- [Exercise description]: How many lines in the items below contain the string "shirt"? Reply with the number alone.

A block of data
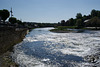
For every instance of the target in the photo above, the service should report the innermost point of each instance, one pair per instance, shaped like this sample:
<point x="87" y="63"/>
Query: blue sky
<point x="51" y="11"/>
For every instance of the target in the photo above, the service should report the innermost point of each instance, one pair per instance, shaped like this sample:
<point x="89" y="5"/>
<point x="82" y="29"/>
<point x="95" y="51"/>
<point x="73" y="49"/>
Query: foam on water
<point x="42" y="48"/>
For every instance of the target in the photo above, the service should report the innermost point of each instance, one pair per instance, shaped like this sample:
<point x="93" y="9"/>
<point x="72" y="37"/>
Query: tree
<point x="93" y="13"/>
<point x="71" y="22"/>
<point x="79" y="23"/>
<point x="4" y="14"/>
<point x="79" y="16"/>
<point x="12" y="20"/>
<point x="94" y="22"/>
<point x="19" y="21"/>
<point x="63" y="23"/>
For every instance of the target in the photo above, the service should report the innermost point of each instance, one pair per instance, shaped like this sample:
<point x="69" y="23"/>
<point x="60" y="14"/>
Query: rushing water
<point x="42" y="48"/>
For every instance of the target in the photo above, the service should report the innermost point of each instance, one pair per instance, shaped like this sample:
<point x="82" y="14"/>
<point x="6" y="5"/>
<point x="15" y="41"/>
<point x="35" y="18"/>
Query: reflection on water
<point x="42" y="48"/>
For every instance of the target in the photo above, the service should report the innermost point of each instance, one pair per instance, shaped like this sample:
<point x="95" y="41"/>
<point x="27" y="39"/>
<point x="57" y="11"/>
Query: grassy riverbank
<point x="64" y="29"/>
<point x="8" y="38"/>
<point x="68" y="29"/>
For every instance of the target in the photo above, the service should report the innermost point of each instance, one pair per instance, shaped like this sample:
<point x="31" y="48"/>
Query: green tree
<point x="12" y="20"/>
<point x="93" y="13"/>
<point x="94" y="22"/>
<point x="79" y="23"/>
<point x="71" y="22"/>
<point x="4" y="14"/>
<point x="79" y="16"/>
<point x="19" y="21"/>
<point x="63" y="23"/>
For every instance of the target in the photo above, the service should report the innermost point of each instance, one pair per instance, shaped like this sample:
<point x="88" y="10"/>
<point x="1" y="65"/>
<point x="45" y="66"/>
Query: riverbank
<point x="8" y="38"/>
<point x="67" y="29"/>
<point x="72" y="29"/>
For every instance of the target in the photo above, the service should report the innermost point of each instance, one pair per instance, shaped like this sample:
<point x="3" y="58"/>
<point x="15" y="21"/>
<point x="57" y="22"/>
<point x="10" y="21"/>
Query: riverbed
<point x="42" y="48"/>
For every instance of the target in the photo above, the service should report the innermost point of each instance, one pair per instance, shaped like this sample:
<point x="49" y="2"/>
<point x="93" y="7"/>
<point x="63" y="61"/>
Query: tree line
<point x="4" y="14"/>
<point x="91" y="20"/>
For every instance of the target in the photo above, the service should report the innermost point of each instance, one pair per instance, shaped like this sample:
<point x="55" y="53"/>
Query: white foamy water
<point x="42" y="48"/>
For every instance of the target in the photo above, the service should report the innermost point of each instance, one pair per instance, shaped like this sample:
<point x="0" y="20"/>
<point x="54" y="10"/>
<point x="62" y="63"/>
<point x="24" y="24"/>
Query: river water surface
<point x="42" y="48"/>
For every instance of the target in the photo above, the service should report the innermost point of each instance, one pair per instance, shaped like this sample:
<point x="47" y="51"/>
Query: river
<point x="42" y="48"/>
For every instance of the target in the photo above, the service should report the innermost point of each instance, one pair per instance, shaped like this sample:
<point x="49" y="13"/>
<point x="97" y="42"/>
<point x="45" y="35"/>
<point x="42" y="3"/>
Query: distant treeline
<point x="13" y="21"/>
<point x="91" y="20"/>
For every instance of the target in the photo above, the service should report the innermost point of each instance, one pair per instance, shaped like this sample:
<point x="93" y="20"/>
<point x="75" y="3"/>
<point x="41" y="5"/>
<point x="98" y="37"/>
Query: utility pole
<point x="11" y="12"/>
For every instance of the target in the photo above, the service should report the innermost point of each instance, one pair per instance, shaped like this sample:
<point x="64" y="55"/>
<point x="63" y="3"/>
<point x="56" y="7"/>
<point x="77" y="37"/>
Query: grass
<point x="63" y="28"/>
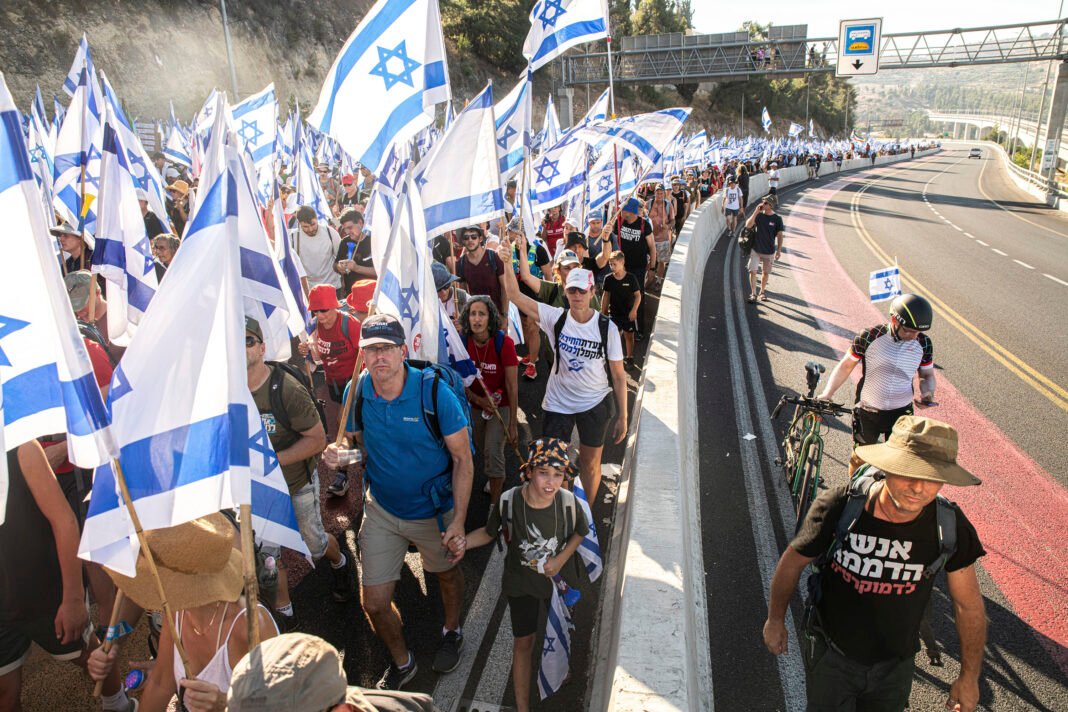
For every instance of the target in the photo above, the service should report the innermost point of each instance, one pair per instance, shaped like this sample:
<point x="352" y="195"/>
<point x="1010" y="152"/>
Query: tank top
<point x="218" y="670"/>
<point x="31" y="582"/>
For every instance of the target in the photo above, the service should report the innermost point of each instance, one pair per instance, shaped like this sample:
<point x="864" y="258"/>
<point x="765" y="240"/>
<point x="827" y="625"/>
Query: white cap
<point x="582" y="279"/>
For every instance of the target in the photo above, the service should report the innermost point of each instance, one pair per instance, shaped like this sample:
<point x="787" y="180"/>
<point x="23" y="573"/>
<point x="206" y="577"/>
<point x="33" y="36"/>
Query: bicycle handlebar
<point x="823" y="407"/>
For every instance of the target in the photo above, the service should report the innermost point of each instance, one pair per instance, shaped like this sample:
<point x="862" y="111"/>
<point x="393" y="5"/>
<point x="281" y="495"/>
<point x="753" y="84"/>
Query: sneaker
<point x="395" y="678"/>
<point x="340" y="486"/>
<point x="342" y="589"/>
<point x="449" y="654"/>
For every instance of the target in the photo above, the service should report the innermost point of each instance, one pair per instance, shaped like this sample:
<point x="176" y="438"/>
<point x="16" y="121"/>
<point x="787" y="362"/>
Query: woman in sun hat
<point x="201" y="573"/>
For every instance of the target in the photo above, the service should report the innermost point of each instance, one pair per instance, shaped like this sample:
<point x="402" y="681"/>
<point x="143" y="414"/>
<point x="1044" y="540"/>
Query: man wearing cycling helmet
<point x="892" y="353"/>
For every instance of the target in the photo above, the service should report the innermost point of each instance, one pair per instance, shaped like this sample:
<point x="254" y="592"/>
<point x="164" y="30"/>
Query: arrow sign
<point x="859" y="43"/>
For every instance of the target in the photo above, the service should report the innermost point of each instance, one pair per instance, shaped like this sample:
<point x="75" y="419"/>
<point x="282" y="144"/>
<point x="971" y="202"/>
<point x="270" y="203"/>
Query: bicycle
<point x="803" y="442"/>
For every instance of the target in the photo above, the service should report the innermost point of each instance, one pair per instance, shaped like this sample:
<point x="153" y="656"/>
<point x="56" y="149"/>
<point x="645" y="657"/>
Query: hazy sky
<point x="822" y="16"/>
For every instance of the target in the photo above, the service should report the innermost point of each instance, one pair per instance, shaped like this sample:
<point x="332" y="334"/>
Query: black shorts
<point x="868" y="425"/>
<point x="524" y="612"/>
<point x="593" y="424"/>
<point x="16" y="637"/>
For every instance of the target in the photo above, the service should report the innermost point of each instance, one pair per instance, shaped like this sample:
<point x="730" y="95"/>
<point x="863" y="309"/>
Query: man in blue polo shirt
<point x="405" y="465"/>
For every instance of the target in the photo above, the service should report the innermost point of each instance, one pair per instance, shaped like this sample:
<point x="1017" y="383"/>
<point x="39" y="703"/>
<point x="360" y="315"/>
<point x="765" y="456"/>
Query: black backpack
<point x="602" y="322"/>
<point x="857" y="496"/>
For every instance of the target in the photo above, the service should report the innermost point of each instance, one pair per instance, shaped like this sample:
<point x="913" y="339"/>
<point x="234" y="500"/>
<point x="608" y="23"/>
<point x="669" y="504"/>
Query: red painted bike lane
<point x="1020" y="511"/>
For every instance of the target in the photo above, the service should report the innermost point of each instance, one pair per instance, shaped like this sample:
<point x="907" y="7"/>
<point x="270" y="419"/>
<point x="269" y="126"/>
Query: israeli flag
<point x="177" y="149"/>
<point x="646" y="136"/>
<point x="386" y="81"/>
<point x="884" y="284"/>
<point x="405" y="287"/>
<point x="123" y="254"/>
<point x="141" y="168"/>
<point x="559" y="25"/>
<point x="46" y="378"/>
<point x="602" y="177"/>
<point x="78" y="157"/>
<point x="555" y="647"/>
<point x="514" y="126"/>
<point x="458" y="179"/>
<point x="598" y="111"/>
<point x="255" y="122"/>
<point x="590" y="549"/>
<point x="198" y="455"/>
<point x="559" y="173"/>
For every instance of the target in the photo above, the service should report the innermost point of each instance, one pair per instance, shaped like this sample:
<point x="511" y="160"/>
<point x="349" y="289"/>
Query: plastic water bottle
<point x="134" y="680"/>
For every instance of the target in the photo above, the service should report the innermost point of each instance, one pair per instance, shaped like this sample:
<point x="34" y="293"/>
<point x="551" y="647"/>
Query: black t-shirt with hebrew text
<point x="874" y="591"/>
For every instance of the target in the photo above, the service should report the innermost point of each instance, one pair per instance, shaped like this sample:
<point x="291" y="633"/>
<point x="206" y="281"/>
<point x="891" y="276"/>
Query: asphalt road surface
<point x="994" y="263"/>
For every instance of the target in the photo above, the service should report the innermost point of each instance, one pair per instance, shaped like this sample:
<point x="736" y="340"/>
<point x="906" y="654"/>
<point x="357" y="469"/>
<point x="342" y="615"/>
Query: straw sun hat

- [Result of the task]: 2